THE PROBLEM » Copy all the lines of the data that include the word "every".

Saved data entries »
══════════
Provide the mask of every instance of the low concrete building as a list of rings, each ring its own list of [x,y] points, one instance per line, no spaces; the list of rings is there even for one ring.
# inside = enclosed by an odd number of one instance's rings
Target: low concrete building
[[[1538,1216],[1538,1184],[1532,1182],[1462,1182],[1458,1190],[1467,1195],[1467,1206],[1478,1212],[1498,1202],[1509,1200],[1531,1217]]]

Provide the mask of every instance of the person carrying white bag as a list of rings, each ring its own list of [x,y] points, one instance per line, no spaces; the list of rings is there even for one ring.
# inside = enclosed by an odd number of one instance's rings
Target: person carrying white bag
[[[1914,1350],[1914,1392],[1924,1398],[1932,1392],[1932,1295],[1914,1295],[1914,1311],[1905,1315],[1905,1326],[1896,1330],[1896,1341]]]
══════════
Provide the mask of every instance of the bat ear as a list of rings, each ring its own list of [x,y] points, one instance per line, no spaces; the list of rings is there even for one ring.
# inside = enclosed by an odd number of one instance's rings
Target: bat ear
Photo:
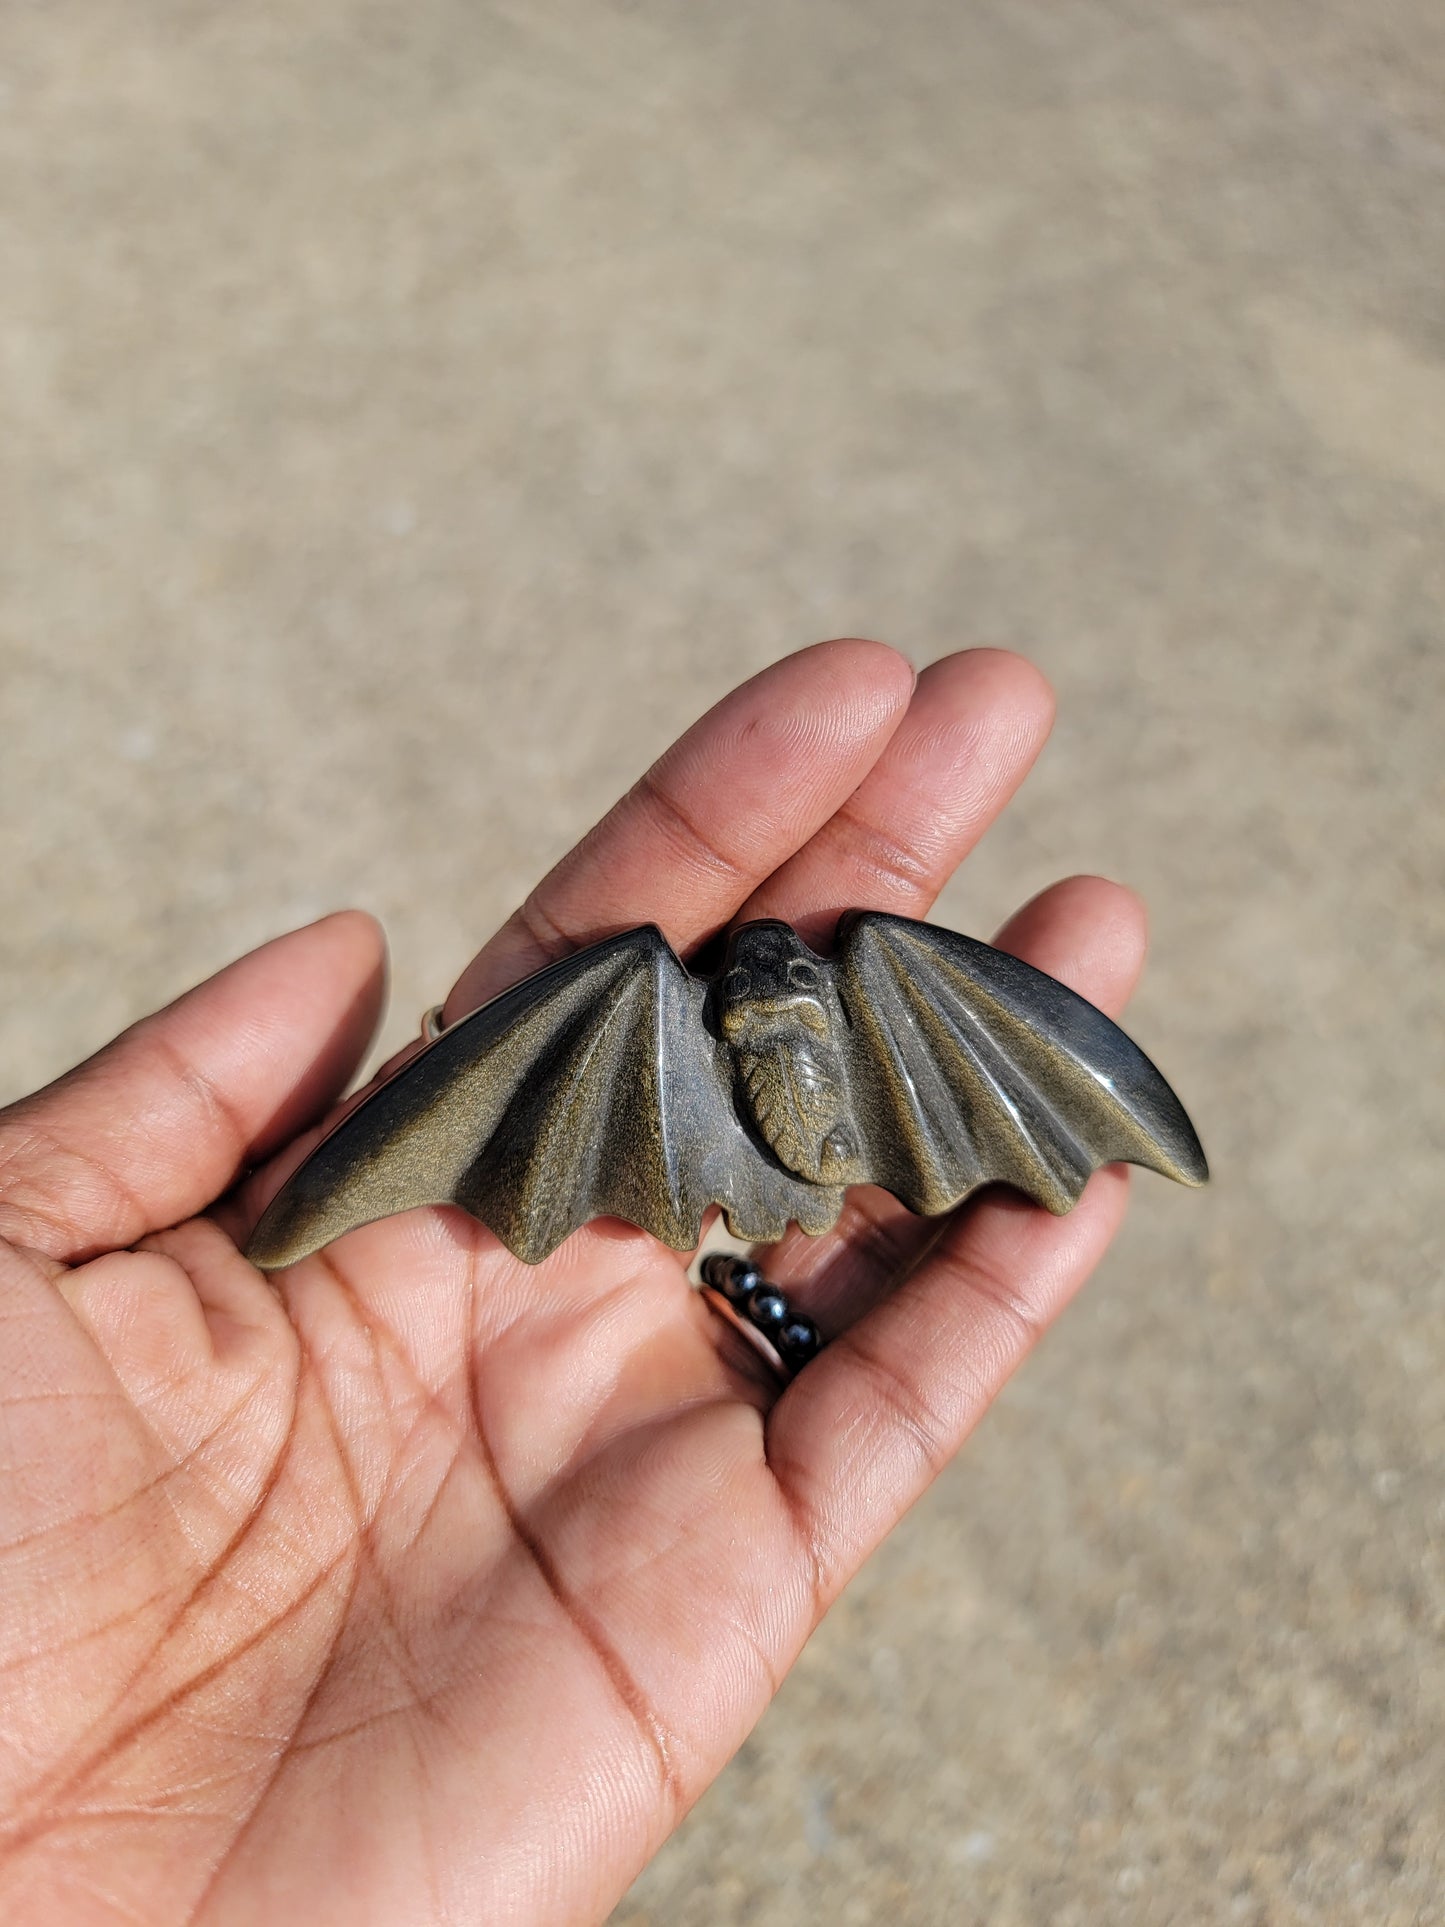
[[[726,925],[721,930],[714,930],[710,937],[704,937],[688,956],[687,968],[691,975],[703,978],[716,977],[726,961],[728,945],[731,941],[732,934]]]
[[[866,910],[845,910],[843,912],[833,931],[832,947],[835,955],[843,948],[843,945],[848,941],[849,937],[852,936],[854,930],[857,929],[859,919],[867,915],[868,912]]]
══════════
SOLUTION FOR THIS TASK »
Provide the mask of every instance of the low concrete building as a list of rings, each ring its own list of [x,y] points, one instance per line, no spaces; the list of rings is there even for one ring.
Provide the mask of every instance of the person carrying white bag as a list of rings, each ring its own list of [x,y] points, one instance per line, no spaces; the list of rings is there even for one ring.
Provide the mask of every instance of the bat ear as a list of rings, each ring its own list of [x,y] points, one instance per line, no spaces; the list of rings is there even for one ring.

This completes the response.